ASSIGNMENT:
In the abstract on aluminum-induced learning and memory impairment, which technique was used to observe synaptic structures?

EXCERPT:
********************

Background Research has found that aluminum exposure can cause nerve damage and affect neuronal function through epigenetic mechanism. The role of N6-methyladenosine (m6A) in neurodegeneration has attracted much attention in recent years, and the modification of fat mass and obesity-associated protein (FTO), a m6A demethylase, may regulate the expression of p16 gene (p16^INK4a), thus aggravating neuronal aging. It is speculated that this mechanism may be a key pathway of aluminum-induced neuronal damage.

Objective To investigate the role of FTO-regulated m6A methylation of the p16 gene in aluminum-induced learning and memory impairment using a mouse model of aluminum exposure.

Methods Morris water maze was used to assess the learning and memory abilities of mice, including escape latency, time spent in target quadrant, and number of platform crossings. Golgi staining was used to analyze density and complexity of dendritic spines in the hippocampal CA1 region, and transmission electron microscopy was used to observe synaptic structures. m6A RNA methylation quantitative kit was used to assess the level of m6A modification, Western blot was used to detect the expression of FTO protein in the hippocampus, and real-time fluorescent quantitative PCR (qPCR) was used to determine the mRNA levels of FTO and p16. Methylated RNA immunoprecipitation (MeRIP)-qPCR was used to detect the m6A methylation level of the p16 gene to verify its correlation with gene expression.

********************

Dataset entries
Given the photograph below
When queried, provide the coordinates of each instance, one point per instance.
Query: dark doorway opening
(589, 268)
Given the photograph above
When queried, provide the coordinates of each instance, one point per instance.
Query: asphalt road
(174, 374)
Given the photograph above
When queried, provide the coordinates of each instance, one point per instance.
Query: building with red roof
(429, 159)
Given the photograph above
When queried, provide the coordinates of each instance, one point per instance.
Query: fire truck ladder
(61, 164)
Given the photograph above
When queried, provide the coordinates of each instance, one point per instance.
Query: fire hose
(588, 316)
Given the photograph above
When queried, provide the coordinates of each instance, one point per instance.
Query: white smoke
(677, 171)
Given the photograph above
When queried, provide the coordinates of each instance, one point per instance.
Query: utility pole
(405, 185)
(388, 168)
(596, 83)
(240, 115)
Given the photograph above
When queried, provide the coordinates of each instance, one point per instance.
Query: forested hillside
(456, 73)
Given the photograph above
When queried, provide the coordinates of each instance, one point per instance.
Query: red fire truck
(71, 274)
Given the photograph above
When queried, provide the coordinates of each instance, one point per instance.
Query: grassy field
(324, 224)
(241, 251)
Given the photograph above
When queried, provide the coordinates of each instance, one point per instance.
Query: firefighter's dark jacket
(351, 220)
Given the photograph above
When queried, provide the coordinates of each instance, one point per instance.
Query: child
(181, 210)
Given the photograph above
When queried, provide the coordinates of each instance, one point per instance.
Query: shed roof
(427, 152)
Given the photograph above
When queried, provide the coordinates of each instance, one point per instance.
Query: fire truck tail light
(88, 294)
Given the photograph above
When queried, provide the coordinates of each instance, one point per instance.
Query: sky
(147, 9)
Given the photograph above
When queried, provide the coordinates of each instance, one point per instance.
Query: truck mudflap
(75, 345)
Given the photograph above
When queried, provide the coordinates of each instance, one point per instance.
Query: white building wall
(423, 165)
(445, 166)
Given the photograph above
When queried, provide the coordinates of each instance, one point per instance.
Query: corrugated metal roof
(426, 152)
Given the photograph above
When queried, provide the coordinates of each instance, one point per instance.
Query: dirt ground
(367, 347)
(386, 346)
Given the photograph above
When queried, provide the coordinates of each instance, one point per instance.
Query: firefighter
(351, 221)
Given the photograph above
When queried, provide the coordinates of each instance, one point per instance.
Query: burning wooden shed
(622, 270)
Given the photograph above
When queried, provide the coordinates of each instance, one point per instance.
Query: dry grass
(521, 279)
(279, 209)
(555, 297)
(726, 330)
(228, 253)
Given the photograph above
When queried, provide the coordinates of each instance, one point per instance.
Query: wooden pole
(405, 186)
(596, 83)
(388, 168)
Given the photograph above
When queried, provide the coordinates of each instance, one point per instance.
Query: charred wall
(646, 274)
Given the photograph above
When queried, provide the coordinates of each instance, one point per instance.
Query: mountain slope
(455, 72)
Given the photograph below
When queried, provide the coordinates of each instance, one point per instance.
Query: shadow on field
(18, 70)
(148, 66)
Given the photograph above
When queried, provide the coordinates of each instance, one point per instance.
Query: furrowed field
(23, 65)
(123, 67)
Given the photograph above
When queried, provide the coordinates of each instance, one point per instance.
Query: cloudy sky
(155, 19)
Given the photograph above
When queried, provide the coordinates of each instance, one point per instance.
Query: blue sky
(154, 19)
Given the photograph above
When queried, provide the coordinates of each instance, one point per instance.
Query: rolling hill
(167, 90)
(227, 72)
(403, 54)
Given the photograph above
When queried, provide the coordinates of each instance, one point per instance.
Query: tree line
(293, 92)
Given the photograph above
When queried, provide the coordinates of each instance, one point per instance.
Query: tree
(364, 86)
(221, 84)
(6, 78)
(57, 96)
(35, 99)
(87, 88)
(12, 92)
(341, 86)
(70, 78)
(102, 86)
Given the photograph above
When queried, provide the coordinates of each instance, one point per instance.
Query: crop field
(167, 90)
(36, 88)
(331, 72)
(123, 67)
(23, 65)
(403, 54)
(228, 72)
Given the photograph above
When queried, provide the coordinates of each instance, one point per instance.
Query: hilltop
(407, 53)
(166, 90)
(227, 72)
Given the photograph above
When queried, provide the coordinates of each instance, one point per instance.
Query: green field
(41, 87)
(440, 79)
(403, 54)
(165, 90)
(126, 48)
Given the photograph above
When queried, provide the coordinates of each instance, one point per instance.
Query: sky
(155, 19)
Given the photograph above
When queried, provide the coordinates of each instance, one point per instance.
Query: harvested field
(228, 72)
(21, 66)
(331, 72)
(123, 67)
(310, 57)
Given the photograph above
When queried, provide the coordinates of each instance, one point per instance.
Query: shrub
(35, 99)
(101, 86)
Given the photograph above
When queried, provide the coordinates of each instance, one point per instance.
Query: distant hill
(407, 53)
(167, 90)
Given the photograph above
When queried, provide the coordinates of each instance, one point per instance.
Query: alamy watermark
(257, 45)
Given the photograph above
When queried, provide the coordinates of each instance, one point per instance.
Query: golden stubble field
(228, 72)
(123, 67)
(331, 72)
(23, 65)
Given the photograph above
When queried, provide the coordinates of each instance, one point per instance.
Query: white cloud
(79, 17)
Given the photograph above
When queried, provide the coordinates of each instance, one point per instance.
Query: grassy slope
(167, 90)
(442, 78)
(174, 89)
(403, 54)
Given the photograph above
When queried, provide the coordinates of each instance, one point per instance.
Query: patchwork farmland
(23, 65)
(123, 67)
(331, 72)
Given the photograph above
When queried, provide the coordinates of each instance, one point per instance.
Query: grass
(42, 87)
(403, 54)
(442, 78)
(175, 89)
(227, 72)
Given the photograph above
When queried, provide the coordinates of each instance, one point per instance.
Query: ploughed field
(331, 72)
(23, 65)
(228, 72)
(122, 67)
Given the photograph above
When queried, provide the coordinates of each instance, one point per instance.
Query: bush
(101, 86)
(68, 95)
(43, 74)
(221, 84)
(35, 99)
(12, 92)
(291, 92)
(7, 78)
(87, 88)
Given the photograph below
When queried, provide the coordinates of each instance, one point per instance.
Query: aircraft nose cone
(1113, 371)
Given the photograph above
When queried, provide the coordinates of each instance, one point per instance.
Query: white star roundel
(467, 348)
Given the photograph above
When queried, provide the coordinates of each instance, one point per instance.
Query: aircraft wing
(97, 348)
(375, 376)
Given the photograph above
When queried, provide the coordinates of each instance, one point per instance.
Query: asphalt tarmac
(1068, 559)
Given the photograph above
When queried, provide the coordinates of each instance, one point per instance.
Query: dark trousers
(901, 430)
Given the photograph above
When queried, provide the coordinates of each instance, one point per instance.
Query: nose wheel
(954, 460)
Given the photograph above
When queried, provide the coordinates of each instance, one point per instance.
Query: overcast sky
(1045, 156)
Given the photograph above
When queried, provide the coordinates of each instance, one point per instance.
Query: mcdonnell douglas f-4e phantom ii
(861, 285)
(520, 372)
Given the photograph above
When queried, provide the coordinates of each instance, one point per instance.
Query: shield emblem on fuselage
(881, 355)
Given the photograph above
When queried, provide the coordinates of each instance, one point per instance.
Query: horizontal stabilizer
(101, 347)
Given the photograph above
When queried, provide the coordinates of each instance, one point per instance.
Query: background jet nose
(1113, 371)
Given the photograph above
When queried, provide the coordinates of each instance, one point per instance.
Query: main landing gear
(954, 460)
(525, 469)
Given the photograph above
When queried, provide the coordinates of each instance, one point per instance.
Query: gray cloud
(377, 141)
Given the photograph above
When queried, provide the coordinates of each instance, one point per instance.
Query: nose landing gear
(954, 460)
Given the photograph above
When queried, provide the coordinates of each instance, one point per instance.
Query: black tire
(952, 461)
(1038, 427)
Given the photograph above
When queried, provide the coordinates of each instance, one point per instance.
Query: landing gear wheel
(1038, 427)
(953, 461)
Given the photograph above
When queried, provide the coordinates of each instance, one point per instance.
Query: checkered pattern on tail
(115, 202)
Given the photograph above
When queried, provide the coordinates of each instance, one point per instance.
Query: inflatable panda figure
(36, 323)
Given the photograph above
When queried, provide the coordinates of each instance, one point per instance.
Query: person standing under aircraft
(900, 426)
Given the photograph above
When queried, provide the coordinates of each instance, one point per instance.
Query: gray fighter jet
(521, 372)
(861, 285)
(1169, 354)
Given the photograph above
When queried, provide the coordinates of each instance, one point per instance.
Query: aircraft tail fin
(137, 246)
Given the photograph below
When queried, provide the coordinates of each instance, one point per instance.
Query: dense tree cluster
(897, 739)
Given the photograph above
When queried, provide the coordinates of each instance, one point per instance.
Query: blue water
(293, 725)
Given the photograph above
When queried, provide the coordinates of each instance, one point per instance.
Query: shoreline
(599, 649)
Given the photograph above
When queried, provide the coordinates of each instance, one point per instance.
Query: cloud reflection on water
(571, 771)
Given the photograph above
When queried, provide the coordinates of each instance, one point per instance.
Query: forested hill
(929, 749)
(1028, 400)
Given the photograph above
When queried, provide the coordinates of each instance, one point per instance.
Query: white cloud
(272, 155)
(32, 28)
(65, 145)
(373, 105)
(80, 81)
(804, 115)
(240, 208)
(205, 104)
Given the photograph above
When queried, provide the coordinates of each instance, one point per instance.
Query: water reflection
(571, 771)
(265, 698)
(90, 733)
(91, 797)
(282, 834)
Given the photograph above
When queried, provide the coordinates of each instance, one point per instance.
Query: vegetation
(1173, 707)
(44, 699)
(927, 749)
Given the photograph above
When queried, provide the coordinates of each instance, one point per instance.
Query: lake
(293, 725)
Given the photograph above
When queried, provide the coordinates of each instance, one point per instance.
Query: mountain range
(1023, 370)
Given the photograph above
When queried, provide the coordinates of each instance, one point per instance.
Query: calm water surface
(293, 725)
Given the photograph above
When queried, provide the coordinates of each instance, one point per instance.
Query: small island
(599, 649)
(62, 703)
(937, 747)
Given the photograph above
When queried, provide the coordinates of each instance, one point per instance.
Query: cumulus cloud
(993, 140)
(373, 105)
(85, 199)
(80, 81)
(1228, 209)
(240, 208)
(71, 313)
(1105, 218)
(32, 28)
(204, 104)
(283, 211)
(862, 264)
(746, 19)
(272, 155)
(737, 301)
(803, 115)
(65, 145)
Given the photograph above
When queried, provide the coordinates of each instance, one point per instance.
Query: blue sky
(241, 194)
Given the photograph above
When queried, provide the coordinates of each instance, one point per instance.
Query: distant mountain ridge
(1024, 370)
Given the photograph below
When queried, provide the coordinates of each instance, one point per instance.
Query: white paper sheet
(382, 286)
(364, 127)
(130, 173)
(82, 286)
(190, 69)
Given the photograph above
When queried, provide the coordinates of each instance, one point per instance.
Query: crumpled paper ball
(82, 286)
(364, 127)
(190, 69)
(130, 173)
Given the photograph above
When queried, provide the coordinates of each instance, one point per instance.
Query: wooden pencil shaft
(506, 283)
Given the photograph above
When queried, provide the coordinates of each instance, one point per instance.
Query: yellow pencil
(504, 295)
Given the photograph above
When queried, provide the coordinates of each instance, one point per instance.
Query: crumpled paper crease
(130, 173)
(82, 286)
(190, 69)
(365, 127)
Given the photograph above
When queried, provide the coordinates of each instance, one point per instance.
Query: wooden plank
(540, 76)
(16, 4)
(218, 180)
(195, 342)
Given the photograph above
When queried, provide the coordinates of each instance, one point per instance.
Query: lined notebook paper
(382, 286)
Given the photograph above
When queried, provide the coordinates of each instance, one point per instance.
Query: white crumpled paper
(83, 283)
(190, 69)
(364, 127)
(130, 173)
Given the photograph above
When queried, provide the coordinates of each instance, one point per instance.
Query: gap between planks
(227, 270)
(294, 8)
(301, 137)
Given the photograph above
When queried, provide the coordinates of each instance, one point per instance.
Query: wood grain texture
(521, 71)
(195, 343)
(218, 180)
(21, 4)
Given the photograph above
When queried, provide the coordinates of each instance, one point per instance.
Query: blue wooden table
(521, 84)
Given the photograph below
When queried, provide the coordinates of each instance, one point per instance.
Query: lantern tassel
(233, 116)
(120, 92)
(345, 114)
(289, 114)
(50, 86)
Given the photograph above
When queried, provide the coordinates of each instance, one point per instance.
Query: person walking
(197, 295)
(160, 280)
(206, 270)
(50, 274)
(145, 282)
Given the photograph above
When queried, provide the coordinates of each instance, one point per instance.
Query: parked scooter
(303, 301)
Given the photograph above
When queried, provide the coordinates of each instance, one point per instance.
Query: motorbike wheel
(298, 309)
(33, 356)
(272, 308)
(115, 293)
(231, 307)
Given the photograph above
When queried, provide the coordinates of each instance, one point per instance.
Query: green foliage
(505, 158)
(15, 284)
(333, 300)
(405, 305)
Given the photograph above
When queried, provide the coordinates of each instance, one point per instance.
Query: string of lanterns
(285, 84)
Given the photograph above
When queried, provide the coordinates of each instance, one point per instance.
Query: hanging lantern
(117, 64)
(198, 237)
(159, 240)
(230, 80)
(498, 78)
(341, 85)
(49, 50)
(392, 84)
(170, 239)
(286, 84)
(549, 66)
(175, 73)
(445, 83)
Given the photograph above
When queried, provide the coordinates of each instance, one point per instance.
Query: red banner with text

********************

RESPONSE AREA:
Transmission electron microscopy.